#### Passage for review
----

Often I stumble across something about adoption that I didn’t know. Would you believe that former N.C. senator Jesse Helms was a huge help to adoption in this country? I know for some of you that is gonna be hard to take (admit it, some of you just threw up a little bit in your mouth).
The right wing curmudgeon co-sponsorted the Helms-Landrieu Bill, which became the Intercountry Adoption Act of 2000 and helped get ratified the Hague Convention in Respect of Intercountry Adoption. Bastard Nation even worked with him and he delivered one of their statements to committee himself. The purpose of the bill was to create a more ethical situation for adopting child from overseas as well as create a structure for the process.
“This legislation also combats abuses in the international adoption process, such as misportrayal of medical conditions, exorbitant fees, child kidnapping, baby smuggling, and coercion of birth mothers.”
“This significant legislation is intended to build some accountability into agencies that provide intercountry adoption services in the United States, while strengthening the hand of the Secretary of State in ensuring that U.S. adoption agencies engage in an ethical manner to find homes for children,” said Sen. Jesse Helms, R-NC, a chief sponsor.
Who knew - Jesse Helms spoke out for Ethical Adoption. We still have a ways to go on the international and national front to ensure all adoptions are ethical, you can’t deny recognition of the Hague Convention rules was a step in the right direction.
Part of what might have been motivating Helms was that he and his wife adopted an older child from an orphanage here in N.C.

----

#### Work instruction A
In one to three sentences, explain the stated purpose of the Helms-Landrieu Bill according to the post on Jesse Helms and adoption.
#### Work instruction B
Pick up the post on Jesse Helms and adoption after its final sentence and continue it.
The rows are not needed.

#### Image-grounded pointing data

----

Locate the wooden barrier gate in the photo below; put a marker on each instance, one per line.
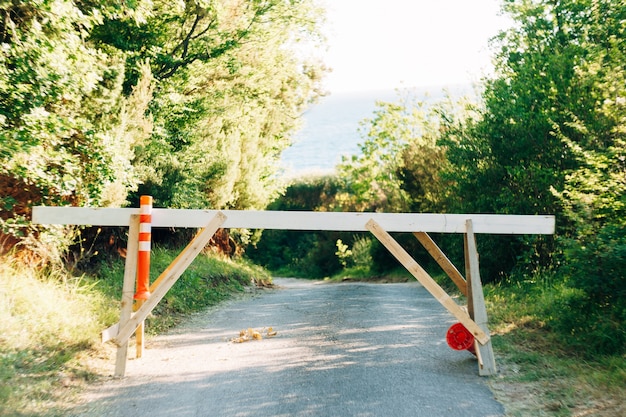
(474, 318)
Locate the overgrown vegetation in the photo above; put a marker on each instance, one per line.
(547, 137)
(50, 322)
(192, 102)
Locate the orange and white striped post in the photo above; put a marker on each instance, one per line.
(143, 262)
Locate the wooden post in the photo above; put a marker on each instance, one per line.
(476, 303)
(422, 276)
(169, 277)
(128, 289)
(443, 261)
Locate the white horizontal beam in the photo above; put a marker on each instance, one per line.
(302, 220)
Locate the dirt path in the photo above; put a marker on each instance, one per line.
(350, 349)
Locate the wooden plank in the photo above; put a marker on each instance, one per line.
(128, 290)
(139, 333)
(170, 276)
(422, 276)
(443, 261)
(484, 351)
(302, 220)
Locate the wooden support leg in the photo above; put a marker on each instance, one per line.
(476, 303)
(169, 277)
(128, 290)
(139, 334)
(422, 276)
(443, 261)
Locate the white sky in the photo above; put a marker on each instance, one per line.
(387, 44)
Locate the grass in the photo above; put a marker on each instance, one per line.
(539, 374)
(45, 351)
(50, 322)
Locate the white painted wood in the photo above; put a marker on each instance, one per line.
(302, 220)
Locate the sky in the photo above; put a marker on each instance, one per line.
(388, 44)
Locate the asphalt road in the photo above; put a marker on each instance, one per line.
(350, 349)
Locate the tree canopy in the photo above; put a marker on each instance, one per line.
(191, 101)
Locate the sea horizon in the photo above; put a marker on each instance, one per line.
(330, 128)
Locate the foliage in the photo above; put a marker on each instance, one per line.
(398, 167)
(306, 254)
(44, 344)
(66, 130)
(230, 89)
(190, 101)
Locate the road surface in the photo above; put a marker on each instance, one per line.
(350, 349)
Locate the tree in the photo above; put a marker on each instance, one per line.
(399, 164)
(515, 156)
(66, 129)
(230, 89)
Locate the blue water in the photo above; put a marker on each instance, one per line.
(331, 129)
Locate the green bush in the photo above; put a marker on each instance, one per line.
(592, 313)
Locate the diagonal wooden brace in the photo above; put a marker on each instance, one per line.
(169, 277)
(443, 261)
(422, 276)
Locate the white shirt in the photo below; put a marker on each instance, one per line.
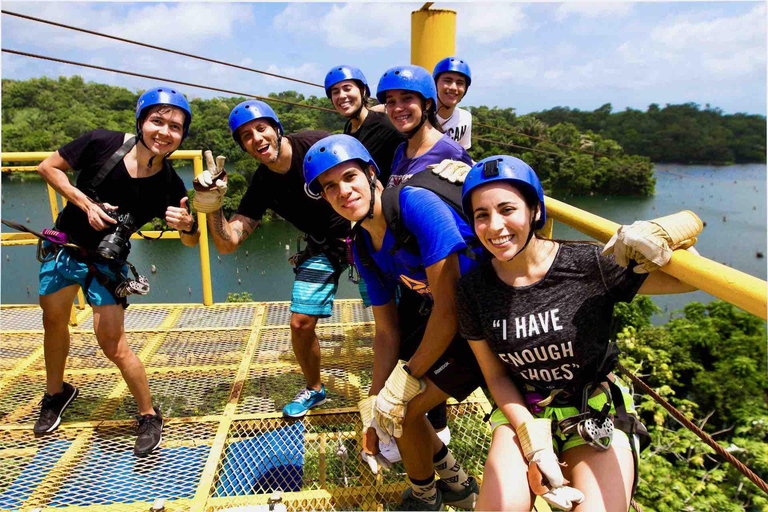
(458, 127)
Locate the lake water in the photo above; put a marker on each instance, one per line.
(731, 200)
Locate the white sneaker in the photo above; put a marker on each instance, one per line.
(390, 451)
(445, 435)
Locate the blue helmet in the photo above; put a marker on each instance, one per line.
(503, 168)
(331, 151)
(162, 96)
(409, 78)
(340, 73)
(248, 111)
(453, 64)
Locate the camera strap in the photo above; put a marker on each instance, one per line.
(111, 163)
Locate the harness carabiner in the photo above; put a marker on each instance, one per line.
(594, 427)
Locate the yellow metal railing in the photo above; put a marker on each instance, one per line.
(27, 239)
(740, 289)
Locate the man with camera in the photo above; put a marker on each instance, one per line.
(278, 184)
(124, 182)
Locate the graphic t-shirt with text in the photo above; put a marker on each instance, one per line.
(458, 127)
(551, 334)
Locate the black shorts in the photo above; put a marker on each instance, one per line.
(456, 371)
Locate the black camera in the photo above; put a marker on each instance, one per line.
(115, 244)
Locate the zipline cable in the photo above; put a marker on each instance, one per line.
(696, 430)
(229, 64)
(130, 41)
(102, 68)
(263, 98)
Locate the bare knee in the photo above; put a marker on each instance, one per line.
(303, 325)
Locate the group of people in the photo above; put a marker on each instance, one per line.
(464, 291)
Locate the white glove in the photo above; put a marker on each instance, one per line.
(544, 474)
(451, 170)
(392, 401)
(651, 242)
(376, 462)
(371, 432)
(210, 186)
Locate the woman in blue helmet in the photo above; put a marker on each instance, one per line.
(452, 79)
(538, 318)
(121, 186)
(409, 94)
(348, 90)
(419, 359)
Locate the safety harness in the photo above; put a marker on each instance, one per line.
(449, 193)
(595, 427)
(51, 241)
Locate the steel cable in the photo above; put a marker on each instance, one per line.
(696, 430)
(145, 45)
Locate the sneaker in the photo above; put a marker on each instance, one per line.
(412, 503)
(304, 400)
(445, 435)
(52, 407)
(150, 433)
(390, 450)
(466, 498)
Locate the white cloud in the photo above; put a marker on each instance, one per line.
(486, 23)
(351, 26)
(593, 10)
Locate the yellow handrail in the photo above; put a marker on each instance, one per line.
(185, 154)
(740, 289)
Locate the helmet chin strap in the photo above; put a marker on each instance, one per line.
(369, 215)
(409, 135)
(528, 240)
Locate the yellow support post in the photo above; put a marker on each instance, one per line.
(433, 36)
(740, 289)
(205, 259)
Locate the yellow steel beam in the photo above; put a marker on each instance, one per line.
(731, 285)
(214, 456)
(205, 258)
(433, 36)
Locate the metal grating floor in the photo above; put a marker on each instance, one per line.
(220, 374)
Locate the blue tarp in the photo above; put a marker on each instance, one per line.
(266, 463)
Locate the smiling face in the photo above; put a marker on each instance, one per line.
(346, 97)
(259, 139)
(163, 129)
(347, 188)
(404, 109)
(502, 218)
(451, 88)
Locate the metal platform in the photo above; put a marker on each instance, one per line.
(221, 375)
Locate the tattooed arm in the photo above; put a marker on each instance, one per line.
(229, 235)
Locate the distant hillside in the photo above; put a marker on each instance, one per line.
(676, 133)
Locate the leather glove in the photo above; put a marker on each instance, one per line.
(370, 452)
(392, 401)
(544, 474)
(651, 242)
(451, 170)
(210, 186)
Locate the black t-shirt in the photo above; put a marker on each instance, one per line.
(380, 138)
(553, 333)
(287, 194)
(145, 198)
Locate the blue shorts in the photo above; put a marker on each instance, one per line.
(315, 287)
(65, 270)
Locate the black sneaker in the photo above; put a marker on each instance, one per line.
(150, 431)
(52, 407)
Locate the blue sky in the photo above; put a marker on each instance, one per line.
(529, 56)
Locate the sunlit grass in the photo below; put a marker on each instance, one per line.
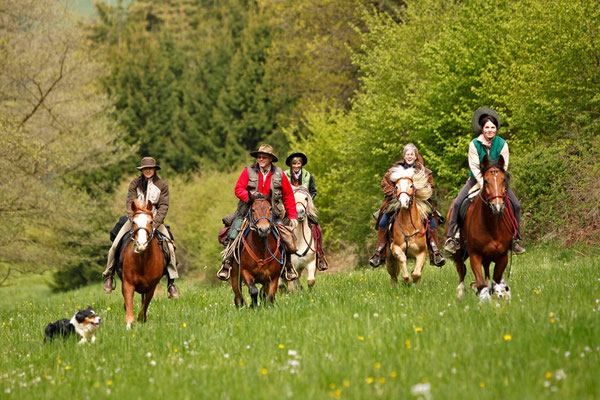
(353, 336)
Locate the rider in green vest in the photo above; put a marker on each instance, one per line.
(485, 123)
(299, 176)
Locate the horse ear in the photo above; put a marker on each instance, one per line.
(501, 161)
(485, 162)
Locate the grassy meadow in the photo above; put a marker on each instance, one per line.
(353, 336)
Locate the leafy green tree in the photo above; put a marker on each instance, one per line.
(57, 141)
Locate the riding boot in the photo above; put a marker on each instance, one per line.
(290, 272)
(225, 270)
(435, 257)
(378, 257)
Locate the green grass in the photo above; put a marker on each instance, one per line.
(353, 336)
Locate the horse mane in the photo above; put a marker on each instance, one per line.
(422, 187)
(311, 209)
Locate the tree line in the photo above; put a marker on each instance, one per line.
(199, 83)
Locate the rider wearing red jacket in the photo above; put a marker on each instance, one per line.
(270, 181)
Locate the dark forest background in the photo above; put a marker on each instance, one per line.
(199, 83)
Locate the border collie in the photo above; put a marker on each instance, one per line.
(83, 323)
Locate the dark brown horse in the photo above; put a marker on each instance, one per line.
(142, 263)
(487, 232)
(260, 258)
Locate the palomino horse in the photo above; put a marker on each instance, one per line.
(261, 256)
(488, 229)
(306, 256)
(143, 262)
(409, 229)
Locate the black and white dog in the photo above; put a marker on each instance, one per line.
(497, 291)
(83, 323)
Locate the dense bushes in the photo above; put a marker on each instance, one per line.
(535, 62)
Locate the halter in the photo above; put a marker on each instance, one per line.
(132, 231)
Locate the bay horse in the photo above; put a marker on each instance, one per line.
(306, 255)
(142, 263)
(409, 227)
(260, 257)
(486, 234)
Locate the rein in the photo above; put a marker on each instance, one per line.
(304, 236)
(133, 232)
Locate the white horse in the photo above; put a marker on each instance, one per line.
(306, 256)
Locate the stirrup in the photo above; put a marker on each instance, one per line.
(225, 272)
(451, 245)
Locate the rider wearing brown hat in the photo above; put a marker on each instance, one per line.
(299, 176)
(265, 178)
(148, 186)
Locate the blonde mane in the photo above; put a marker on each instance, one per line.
(423, 189)
(311, 209)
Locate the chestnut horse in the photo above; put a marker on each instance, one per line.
(143, 262)
(409, 229)
(261, 257)
(487, 232)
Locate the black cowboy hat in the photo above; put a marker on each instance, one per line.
(288, 160)
(479, 115)
(148, 162)
(265, 149)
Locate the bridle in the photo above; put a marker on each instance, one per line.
(133, 232)
(272, 256)
(303, 235)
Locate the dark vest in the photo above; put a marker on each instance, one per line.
(275, 194)
(494, 153)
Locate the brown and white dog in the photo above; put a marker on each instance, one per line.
(83, 323)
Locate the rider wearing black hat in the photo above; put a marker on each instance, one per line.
(485, 123)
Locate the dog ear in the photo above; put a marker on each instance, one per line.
(80, 316)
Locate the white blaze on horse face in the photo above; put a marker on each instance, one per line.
(404, 187)
(141, 242)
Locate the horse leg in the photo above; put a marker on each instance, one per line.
(128, 292)
(146, 302)
(311, 269)
(141, 314)
(271, 290)
(391, 264)
(236, 285)
(476, 261)
(401, 258)
(253, 292)
(486, 270)
(499, 268)
(419, 262)
(462, 272)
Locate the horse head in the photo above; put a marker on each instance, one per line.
(304, 204)
(494, 184)
(141, 225)
(260, 215)
(404, 190)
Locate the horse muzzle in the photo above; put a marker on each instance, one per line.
(497, 208)
(301, 213)
(263, 231)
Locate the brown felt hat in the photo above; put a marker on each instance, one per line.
(265, 149)
(148, 162)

----

#### Answer space A
The bill was meant to make adopting children from overseas more ethical and to give that process a structure. It also aimed to combat abuses in international adoption, such as misportrayal of medical conditions, exorbitant fees, child kidnapping, baby smuggling, and coercion of birth mothers.

#### Answer space B
He doesn’t talk about it publicly — though doing so might make it harder for liberals to paint him as a stonehearted mossback — but conservative Republican Sen. Jesse Helms of North Carolina and his wife, Dot, adopted their son Charlie after reading about his Christmas wish.
“Long before Jesse got into politics, just before Christmas, a story appeared in the newspaper about an orphanage,” recounts longtime Helms friend Tom Ellis, a Raleigh, N.C., lawyer. “One of the children was at age 9 a little older than most of the others, and he said what he’d like for Christmas was a home and a mommy and daddy. Jesse and Dot read that story and said, `Let’s go talk to that little boy. We ought to adopt him.’”
“At the time he could barely stand,” Ellis says of Charlie, who suffered from cerebral palsy But three operations by the late Lennox Baker, a distinguished orthopedic surgeon, “made it so the boy could walk” and cemented the senator’s long involvement in battling that disease.
(from Insight on the News: A Capitol commitment to kids - Congressional families with adopted children, Nov 24, 1997, by Sean Paige)
Helms, now 85 and suffering from dementia and other physical challenges, lives in a convalescent home in Raleigh. You can say a lot of things about Jesse Helms’ tenure in the Senate but along with changing his mind about AIDS and working with Bono, this is one of those things he did get right.